:: Available data ::
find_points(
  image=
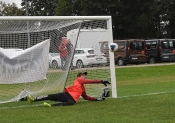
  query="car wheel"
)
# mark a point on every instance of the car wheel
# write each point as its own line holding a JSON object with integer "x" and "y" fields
:::
Return each line in the records that holds the string "wheel".

  query="car wheel"
# mark a point on every instance of the car wheel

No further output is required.